Page excerpt:
The annual Sapporo Snow Festival in Hokkaido’s largest city kicked off an elaborate weeklong affair on Feb. 4, featuring a multitude of ice and snow sculptures, attractions and food for festivalgoers at the three main sites.
Citizens began pitching in to make sculptures late last month in Odori Park in central Sapporo, the main 1.5-kilometer route with the most impressive creations depicting sports figures, anime characters, iconic buildings and more to entertain visitors.
Aside from several large snow sculptures, the Odori site exhibits more than one hundred smaller snow statues and hosts several music concerts and events, many of which use the sculptural creations as their stage.
“We look forward to visitors taking photos in front of our sculptures,” said one person busy at work completing a statue on the first day citizens came to the park to begin work.
According to the festival executive committee, a total of about 200 ice and snow sculptures are displayed for the festival, held through Feb. 11. Of these, 80 are citizens’ snow sculptures.
One of the sculptures depicts Japan’s Haruka Kitaguchi, who won the gold medal in the women’s javelin at the Paris Olympics last year.
As snow fell heavily at times, Atsushi Igarashi, a company executive from Sapporo, and his friends chiseled a sculpture of “yabee bear,” a mascot he invented that takes pride in spreading the Hokkaido dialect.
Last year, his snow sculpture of his bear character took second place in the voting, and Igarashi said with a smile, “This year, I want to take top honors.”

Work task 1: In the Sapporo Snow Festival article, copy the stretch from "Citizens began pitching" through "to entertain visitors.", switching "anime characters" to "cartoon characters".
Work task 2: Condense the Sapporo Snow Festival article's paragraph that opens "According to the festival executive committee" into one shorter sentence that keeps its figures and dates.
The data is not needed for this work.

Input data:
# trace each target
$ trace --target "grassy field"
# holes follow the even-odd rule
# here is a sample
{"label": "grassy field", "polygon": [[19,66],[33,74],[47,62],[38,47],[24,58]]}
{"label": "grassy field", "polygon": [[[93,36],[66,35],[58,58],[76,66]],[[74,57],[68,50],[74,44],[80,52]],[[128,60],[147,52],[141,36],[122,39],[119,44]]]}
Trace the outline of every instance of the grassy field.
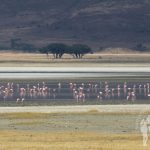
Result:
{"label": "grassy field", "polygon": [[0,132],[1,150],[147,150],[140,135],[87,132]]}
{"label": "grassy field", "polygon": [[83,59],[72,59],[64,55],[62,59],[49,58],[45,54],[1,52],[0,66],[50,66],[50,67],[92,67],[92,66],[149,66],[150,54],[110,54],[95,53],[85,55]]}
{"label": "grassy field", "polygon": [[143,147],[135,130],[138,117],[98,112],[0,114],[0,149],[145,150],[149,146]]}

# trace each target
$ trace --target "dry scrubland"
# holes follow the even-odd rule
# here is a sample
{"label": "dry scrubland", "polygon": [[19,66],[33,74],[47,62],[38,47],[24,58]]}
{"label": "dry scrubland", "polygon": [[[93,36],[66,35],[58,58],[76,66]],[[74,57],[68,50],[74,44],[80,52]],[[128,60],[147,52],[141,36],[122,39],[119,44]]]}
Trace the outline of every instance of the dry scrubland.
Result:
{"label": "dry scrubland", "polygon": [[137,118],[98,112],[4,113],[0,114],[0,149],[145,150],[149,146],[143,147],[141,134],[134,131]]}
{"label": "dry scrubland", "polygon": [[0,132],[1,150],[147,150],[139,135]]}
{"label": "dry scrubland", "polygon": [[1,52],[0,66],[149,66],[150,53],[133,53],[132,51],[109,50],[102,53],[88,54],[83,59],[72,59],[64,55],[62,59],[49,58],[45,54]]}

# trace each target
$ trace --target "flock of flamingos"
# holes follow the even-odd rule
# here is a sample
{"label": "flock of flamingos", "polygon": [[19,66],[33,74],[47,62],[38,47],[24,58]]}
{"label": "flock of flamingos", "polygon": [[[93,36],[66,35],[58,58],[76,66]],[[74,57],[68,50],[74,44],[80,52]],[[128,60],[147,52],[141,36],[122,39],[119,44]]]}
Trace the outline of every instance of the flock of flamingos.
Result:
{"label": "flock of flamingos", "polygon": [[127,100],[150,98],[149,82],[122,82],[108,81],[94,82],[34,82],[34,83],[1,83],[0,100],[16,101],[23,103],[31,100],[75,100],[85,102],[86,100]]}

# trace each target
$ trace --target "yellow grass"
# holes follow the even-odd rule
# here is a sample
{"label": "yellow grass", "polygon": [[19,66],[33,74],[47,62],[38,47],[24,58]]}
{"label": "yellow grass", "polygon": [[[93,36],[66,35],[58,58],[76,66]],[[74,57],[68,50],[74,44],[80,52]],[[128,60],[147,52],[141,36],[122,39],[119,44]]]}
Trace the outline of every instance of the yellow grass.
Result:
{"label": "yellow grass", "polygon": [[[119,63],[117,63],[119,62]],[[129,63],[130,62],[130,63]],[[1,52],[0,66],[149,66],[150,54],[146,53],[95,53],[88,54],[83,59],[73,59],[64,55],[62,59],[49,59],[45,54]]]}
{"label": "yellow grass", "polygon": [[1,150],[145,150],[136,134],[0,131]]}

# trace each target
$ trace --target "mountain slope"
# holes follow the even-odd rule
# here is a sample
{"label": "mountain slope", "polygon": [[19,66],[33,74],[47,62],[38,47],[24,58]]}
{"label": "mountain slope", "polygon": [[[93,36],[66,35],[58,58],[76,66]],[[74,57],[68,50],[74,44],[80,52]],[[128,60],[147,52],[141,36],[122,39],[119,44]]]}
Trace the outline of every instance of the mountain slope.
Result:
{"label": "mountain slope", "polygon": [[99,47],[150,45],[149,0],[0,0],[0,45],[11,39]]}

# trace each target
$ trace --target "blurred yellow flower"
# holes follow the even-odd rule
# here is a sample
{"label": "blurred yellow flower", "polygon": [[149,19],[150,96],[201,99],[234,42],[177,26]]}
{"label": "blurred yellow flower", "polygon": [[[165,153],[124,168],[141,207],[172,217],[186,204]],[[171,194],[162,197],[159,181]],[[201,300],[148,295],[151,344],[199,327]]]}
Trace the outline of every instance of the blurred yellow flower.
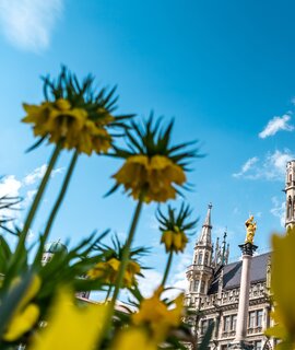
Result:
{"label": "blurred yellow flower", "polygon": [[128,328],[121,330],[115,338],[110,350],[156,350],[157,346],[153,342],[146,331],[140,328]]}
{"label": "blurred yellow flower", "polygon": [[174,185],[182,185],[186,175],[181,166],[165,155],[132,155],[113,177],[118,185],[138,199],[144,192],[145,202],[165,202],[176,197]]}
{"label": "blurred yellow flower", "polygon": [[295,228],[288,229],[284,236],[273,235],[272,247],[272,317],[276,325],[267,334],[282,339],[280,347],[285,345],[288,349],[295,349]]}
{"label": "blurred yellow flower", "polygon": [[152,298],[144,299],[138,313],[132,315],[132,322],[137,326],[149,326],[153,339],[156,342],[165,340],[168,331],[181,324],[184,312],[184,295],[180,294],[174,301],[175,307],[168,306],[161,301],[163,289],[158,288]]}
{"label": "blurred yellow flower", "polygon": [[184,252],[188,237],[182,231],[164,231],[162,233],[161,243],[165,244],[166,252]]}
{"label": "blurred yellow flower", "polygon": [[111,137],[105,127],[115,118],[104,108],[105,118],[96,121],[88,118],[84,108],[71,106],[68,100],[44,102],[40,105],[23,105],[26,116],[24,122],[34,125],[34,135],[49,137],[49,142],[63,142],[67,149],[76,149],[80,153],[106,153],[111,144]]}
{"label": "blurred yellow flower", "polygon": [[78,307],[73,294],[61,290],[48,324],[34,337],[30,350],[93,350],[102,339],[106,305]]}
{"label": "blurred yellow flower", "polygon": [[[20,283],[20,279],[13,282],[13,287]],[[40,279],[33,276],[32,282],[20,301],[16,311],[8,325],[7,331],[3,335],[5,341],[14,341],[22,335],[31,330],[39,318],[39,308],[37,305],[27,303],[37,294],[40,288]]]}
{"label": "blurred yellow flower", "polygon": [[[99,261],[94,268],[88,270],[87,276],[91,279],[103,279],[105,283],[114,284],[118,277],[120,268],[120,261],[116,258],[111,258],[107,261]],[[137,261],[129,260],[125,275],[123,287],[131,288],[137,284],[135,275],[140,273],[140,265]]]}

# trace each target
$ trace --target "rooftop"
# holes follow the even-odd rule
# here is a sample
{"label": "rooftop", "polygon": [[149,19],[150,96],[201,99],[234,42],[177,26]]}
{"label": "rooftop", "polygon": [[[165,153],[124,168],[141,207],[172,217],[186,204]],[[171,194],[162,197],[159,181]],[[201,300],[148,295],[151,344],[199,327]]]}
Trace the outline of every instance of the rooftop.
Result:
{"label": "rooftop", "polygon": [[[253,256],[250,269],[250,283],[266,281],[267,279],[267,266],[271,253],[264,253]],[[221,269],[216,271],[214,280],[210,287],[209,294],[217,292],[219,277]],[[235,261],[223,267],[223,289],[233,289],[239,287],[241,276],[241,260]]]}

Result 1:
Citizens began pitching in to make sculptures late last month in Odori Park in central Sapporo, the main 1.5-kilometer route with the most impressive creations depicting sports figures, cartoon characters, iconic buildings and more to entertain visitors.

Result 2: The festival executive committee reports about 200 ice and snow sculptures on display through Feb. 11, 80 of them made by citizens.